=== Excerpt to read ===
Despite its overarching theme of self-assuredness, I Told Them… feels less like a bold move and more like an inability to manage the chaos he’s created.

  • Melony Akpoghene
  • 25th August 2023
Burna Boy’s I Told Them Album

Damini Ogulu, known globally as Burna Boy, has dropped his seventh studio album, I Told Them… 

 

 

Simultaneously, the African Giant introduced a limited-edition “magazine” inspired by the album’s artwork, featuring a conversation with Wu-Tang Clan’s RZA, familial letters, exclusive photos, and more.

 

 

An “Afro Fusion” album that spans 15 tracks and boasts collaborations with music stars like Dave, 21 Savage, Seyi Vibez, GZA & RZA, J. Cole, and Byron Messia, this release arrives brimming with potential. The album features vocal samples from Brandy on “Sittin’ on Top of the World” and Kwabs on “Cheat on Me.”

 

Love, Damini, Burna Boy’s sixth album which he shared last year, was Burna’s attempt to humanise himself amidst different controversies, including one that was brewing around the release date. It teased a glimpse of a more vulnerable version of Burna Boy, one that subsisted beyond the trappings of his gigantic personas — Burna, Africa’s activistBurna, the African Giant; Burna, the Odogwu.

 

On the album, an aura of humility clung tentatively to the fringes of the project and a side as basic as Burna Boy, the Man — replete with flaws, fears, faults, and failings — was exposed.

=== Dataset rows ===
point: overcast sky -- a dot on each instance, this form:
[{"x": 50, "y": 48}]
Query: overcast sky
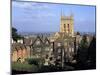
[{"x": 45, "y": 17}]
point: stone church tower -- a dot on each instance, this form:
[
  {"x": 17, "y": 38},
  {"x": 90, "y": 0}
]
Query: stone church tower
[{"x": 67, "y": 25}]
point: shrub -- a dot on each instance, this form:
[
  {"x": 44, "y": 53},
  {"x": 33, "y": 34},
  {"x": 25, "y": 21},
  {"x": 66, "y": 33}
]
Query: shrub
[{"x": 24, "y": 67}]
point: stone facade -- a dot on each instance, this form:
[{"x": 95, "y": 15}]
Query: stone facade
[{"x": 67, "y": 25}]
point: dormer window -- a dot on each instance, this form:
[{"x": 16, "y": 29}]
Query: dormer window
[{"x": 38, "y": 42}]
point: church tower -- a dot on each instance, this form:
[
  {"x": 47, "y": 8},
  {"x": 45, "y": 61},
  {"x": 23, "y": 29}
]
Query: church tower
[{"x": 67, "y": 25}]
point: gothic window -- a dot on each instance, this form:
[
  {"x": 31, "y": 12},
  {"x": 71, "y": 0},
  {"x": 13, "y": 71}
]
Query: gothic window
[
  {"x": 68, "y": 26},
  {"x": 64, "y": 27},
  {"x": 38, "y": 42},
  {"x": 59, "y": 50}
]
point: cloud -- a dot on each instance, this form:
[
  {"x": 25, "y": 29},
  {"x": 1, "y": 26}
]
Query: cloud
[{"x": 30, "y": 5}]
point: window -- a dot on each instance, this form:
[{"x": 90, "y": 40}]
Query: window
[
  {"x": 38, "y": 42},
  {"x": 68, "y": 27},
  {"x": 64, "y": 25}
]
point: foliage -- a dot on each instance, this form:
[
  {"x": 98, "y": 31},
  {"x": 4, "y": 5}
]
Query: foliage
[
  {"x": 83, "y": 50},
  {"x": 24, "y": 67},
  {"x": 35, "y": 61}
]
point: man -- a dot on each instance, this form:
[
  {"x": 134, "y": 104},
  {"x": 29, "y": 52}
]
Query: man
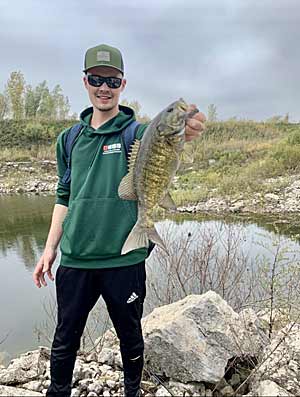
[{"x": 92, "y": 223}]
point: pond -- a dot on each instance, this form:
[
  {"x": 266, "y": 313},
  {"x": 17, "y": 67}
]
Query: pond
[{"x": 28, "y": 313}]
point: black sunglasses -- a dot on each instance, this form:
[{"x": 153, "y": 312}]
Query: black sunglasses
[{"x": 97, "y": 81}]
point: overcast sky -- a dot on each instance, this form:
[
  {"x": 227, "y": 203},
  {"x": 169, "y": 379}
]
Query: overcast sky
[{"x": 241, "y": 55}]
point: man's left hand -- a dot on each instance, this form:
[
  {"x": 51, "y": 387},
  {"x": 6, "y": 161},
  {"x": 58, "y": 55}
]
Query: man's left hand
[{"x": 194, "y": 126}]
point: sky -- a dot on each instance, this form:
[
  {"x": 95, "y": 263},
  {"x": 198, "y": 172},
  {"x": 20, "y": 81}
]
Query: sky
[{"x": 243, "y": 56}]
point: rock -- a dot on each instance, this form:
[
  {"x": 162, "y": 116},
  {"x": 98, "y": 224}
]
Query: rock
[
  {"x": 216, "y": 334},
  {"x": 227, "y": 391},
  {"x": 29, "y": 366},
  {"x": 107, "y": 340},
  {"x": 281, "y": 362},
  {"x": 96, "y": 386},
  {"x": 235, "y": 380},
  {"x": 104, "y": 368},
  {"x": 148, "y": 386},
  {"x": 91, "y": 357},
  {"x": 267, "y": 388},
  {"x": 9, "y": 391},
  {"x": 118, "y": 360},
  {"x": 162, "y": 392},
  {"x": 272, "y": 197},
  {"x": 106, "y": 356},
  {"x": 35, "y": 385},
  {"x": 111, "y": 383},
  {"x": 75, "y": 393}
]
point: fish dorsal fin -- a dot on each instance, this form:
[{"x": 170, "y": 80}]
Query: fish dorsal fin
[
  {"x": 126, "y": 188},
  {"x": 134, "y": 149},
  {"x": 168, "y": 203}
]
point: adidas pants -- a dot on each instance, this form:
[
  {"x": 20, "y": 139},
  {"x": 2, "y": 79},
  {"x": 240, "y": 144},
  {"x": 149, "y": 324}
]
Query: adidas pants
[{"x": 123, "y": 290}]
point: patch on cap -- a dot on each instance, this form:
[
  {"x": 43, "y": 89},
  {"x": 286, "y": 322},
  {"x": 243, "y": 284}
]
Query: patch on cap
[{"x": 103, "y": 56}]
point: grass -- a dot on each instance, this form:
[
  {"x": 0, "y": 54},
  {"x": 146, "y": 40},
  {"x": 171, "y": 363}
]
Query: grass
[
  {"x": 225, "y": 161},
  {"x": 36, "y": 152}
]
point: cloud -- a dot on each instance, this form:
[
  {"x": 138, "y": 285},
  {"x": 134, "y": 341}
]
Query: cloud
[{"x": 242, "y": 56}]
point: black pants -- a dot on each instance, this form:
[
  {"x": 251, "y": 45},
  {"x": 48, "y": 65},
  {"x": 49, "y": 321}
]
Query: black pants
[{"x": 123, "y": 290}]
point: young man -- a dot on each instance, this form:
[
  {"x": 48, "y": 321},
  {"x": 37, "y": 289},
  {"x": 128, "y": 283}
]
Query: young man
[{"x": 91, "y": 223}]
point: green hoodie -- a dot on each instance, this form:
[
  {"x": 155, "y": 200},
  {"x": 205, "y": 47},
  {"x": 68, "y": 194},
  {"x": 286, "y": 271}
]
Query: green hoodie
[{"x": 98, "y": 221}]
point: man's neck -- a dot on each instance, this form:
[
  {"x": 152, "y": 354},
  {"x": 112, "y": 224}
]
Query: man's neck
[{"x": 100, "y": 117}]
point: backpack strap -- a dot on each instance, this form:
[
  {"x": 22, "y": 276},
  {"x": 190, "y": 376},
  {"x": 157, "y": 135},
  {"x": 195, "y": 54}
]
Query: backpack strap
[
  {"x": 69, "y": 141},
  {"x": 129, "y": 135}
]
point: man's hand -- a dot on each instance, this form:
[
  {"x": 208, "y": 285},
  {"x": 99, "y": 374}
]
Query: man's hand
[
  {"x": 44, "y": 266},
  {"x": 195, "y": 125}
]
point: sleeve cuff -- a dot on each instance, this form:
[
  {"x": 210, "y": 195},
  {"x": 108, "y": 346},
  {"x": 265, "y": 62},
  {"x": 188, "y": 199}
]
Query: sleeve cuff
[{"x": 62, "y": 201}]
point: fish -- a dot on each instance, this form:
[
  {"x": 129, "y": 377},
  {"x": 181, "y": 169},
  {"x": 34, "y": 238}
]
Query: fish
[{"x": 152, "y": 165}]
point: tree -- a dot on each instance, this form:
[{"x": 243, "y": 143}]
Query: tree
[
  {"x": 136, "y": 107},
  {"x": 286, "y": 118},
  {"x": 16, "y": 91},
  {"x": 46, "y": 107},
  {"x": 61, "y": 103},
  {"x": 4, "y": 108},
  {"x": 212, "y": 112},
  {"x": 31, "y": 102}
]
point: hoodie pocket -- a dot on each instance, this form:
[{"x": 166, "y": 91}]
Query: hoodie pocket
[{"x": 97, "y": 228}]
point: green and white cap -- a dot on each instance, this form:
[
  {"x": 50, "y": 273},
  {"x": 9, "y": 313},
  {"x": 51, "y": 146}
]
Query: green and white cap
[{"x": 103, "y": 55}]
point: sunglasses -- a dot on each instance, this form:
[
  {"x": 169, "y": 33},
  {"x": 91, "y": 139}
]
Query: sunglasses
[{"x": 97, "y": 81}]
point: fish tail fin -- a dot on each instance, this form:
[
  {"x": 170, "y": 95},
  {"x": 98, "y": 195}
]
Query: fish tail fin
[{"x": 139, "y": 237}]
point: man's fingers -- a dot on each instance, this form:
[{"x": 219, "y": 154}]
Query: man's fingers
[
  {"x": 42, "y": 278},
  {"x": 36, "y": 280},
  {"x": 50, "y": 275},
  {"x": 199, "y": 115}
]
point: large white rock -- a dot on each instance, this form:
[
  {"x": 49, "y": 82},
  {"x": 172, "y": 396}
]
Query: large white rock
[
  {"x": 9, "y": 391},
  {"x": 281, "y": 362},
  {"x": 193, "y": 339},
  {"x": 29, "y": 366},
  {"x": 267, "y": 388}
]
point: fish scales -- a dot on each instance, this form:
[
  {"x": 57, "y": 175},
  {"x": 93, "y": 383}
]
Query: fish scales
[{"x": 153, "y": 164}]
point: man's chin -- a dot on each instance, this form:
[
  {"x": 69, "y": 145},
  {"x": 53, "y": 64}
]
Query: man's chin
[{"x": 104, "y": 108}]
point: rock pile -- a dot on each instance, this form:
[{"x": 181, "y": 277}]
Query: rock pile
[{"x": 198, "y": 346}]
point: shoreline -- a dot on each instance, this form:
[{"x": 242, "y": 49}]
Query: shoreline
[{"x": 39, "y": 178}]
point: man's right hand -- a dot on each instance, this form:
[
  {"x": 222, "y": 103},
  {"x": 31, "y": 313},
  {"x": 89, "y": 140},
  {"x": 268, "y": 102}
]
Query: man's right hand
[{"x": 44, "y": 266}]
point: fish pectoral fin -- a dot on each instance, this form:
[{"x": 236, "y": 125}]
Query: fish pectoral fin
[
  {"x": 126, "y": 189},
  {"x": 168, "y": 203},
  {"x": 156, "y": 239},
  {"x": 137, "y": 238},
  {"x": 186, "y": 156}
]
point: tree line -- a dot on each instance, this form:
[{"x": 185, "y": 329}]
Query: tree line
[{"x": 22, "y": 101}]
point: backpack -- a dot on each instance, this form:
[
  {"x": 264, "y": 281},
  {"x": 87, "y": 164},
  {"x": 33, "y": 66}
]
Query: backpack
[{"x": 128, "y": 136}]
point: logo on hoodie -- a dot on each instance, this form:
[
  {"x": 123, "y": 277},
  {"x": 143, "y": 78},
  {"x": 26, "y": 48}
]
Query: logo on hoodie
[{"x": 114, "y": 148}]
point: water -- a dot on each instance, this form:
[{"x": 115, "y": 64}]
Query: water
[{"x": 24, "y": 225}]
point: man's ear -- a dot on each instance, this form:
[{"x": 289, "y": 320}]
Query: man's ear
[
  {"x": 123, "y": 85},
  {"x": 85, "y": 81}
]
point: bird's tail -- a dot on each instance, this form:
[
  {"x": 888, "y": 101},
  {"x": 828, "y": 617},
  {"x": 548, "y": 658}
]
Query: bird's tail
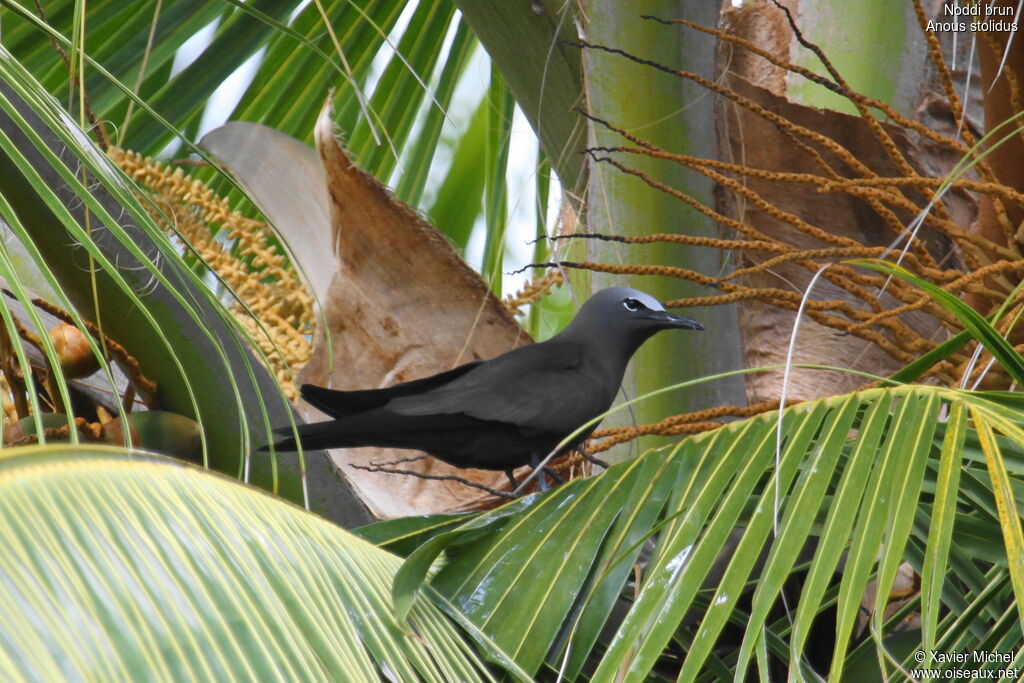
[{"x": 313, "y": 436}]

=== Tasks to complete ===
1: Summarize the album review in two sentences.
2: Return the passage of the album review from "Love, Damini, Burna" up to and including "failings — was exposed.", copied word for word.
The entries are separate material from the album review.

=== Results for each task ===
1: Burna Boy has released his seventh studio album, I Told Them…, a 15-track "Afro Fusion" record featuring artists such as Dave, 21 Savage, J. Cole, and Byron Messia, along with a limited-edition "magazine" inspired by its artwork. Despite the album's theme of self-assuredness, it feels less like a bold move than an inability to manage the chaos he has created, whereas his sixth album, Love, Damini, had offered a glimpse of a more vulnerable, flawed Burna Boy beyond his gigantic personas.

2:
Love, Damini, Burna Boy’s sixth album which he shared last year, was Burna’s attempt to humanise himself amidst different controversies, including one that was brewing around the release date. It teased a glimpse of a more vulnerable version of Burna Boy, one that subsisted beyond the trappings of his gigantic personas — Burna, Africa’s activistBurna, the African Giant; Burna, the Odogwu.

 

On the album, an aura of humility clung tentatively to the fringes of the project and a side as basic as Burna Boy, the Man — replete with flaws, fears, faults, and failings — was exposed.